- [PROMPT]: Pick out each line in the listing below that contains the string "eyebrow" and copy those lines.

- [STORED ROWS]:
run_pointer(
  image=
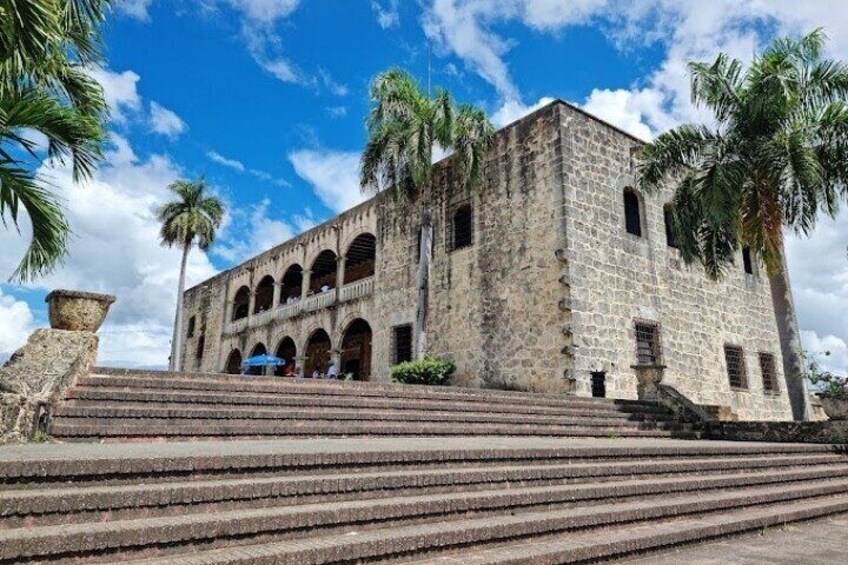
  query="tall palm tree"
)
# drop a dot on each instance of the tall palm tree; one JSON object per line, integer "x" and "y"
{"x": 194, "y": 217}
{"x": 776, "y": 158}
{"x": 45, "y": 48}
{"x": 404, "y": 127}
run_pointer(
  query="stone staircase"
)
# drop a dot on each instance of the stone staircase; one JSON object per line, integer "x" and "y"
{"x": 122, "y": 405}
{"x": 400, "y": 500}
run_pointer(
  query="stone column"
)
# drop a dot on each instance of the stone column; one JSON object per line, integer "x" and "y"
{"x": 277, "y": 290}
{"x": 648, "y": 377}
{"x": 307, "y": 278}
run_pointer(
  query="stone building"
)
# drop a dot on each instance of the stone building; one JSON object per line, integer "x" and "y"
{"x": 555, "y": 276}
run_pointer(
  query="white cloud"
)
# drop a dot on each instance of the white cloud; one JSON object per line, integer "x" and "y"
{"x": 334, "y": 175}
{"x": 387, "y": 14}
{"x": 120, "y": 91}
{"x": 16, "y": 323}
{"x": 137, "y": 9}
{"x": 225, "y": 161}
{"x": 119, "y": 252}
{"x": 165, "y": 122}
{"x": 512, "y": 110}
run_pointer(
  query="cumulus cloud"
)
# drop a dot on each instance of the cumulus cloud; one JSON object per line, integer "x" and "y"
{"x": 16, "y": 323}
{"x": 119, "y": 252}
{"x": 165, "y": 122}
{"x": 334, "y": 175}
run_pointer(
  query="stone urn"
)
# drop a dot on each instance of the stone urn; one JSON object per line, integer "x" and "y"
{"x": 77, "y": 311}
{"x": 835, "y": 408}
...
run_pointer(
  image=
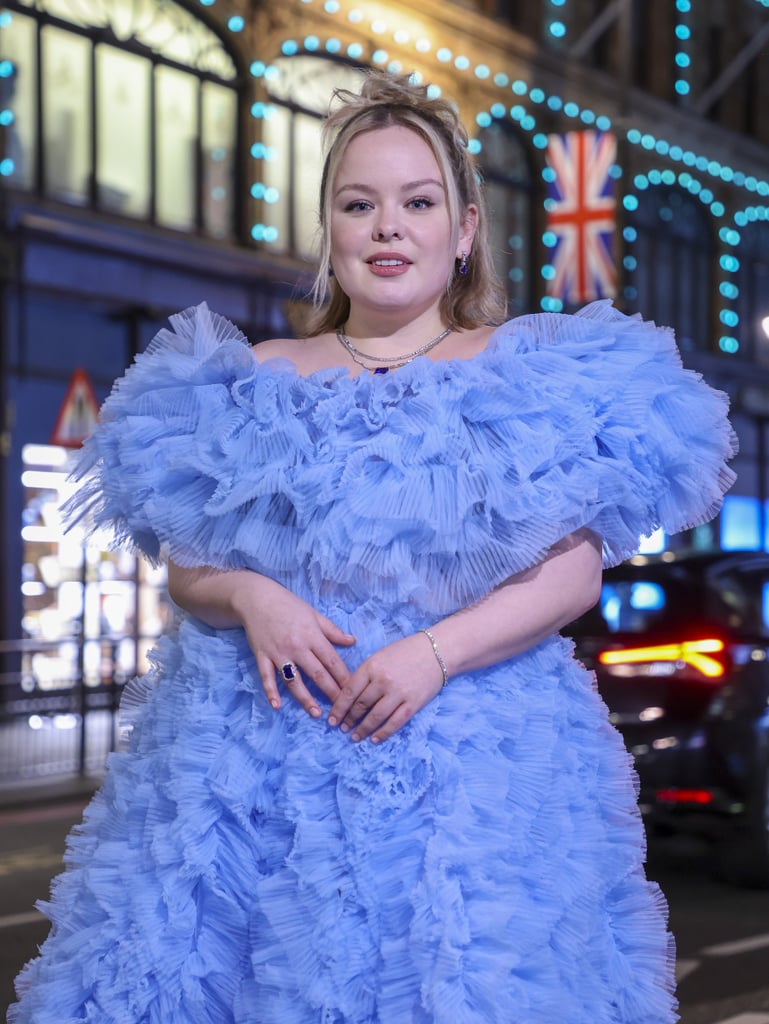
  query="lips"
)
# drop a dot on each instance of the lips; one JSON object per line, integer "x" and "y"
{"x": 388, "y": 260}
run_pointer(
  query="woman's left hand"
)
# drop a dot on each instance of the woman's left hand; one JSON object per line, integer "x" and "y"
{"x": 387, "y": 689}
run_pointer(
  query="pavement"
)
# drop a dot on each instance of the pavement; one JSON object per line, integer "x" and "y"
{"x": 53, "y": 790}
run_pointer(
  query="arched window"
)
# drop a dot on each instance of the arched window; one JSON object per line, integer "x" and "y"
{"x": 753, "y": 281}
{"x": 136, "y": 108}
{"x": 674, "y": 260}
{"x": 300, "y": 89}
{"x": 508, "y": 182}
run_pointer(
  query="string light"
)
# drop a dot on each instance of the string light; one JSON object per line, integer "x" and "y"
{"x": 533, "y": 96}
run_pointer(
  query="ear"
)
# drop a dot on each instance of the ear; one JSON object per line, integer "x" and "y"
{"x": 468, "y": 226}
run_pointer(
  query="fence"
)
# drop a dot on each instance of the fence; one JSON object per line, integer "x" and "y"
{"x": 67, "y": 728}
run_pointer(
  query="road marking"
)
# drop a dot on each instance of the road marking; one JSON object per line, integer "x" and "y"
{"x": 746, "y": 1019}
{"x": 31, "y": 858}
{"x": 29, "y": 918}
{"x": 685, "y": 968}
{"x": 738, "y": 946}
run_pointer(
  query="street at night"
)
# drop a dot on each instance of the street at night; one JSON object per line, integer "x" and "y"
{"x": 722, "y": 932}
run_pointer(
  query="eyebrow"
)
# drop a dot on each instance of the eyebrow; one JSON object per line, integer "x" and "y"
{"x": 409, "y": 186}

- [EXPECTED OUTPUT]:
  query="eyebrow"
# drop a dot on each instance of the eyebrow; one JSON object per line, integer "x" and "y"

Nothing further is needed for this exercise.